Objective:
Can you write out the records starting at the line that contains "Mark the referee's black shoe with a point." and ending at the end of the records, with "shoulder pad" swapped for "elbow pad" and nothing else altered?

Dataset rows on where objects appear
begin

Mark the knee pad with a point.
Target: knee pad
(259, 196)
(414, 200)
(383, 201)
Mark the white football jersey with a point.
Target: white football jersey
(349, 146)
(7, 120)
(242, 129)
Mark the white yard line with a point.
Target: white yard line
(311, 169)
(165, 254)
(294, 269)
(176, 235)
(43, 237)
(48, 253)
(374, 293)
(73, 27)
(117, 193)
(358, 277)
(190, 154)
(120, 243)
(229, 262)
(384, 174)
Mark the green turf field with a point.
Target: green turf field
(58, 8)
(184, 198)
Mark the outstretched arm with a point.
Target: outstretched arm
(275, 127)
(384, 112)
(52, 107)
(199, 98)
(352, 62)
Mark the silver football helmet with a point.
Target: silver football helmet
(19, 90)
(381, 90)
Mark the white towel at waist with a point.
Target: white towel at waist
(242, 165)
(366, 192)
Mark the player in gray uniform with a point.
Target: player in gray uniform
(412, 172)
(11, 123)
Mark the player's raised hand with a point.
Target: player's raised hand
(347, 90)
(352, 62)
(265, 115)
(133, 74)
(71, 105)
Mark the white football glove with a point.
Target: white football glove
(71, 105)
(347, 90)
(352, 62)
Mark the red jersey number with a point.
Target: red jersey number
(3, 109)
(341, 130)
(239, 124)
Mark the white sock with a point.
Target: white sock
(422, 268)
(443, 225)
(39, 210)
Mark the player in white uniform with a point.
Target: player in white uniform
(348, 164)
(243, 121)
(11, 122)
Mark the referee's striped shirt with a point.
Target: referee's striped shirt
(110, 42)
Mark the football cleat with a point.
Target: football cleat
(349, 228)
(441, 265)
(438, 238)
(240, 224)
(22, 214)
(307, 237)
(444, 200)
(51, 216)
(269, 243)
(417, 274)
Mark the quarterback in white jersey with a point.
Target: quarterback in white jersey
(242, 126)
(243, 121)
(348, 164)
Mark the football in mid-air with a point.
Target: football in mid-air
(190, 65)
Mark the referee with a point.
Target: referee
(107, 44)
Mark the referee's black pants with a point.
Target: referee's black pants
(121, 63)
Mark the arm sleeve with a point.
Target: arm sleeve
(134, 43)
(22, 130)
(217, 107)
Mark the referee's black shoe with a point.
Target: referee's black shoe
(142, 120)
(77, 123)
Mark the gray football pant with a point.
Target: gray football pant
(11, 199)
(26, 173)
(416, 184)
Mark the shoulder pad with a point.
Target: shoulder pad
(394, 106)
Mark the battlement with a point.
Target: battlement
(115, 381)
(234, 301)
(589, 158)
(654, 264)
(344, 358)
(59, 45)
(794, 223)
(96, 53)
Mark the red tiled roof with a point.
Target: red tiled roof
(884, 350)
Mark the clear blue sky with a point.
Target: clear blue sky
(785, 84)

end

Exercise response:
Mark the referee's black shoe with a point.
Target: referee's black shoe
(142, 120)
(77, 123)
Mark the gray football pant with a point.
Target: gray football pant
(11, 199)
(26, 173)
(416, 184)
Mark the elbow pad with a point.
Target: elbow pad
(394, 106)
Mark the battlement with a point.
Target: battlement
(115, 381)
(234, 301)
(589, 158)
(654, 264)
(344, 358)
(59, 45)
(794, 223)
(96, 53)
Mark the red tiled roof with a point.
Target: red tiled roof
(884, 350)
Mark the clear blue sky with a point.
Target: clear blue sky
(785, 84)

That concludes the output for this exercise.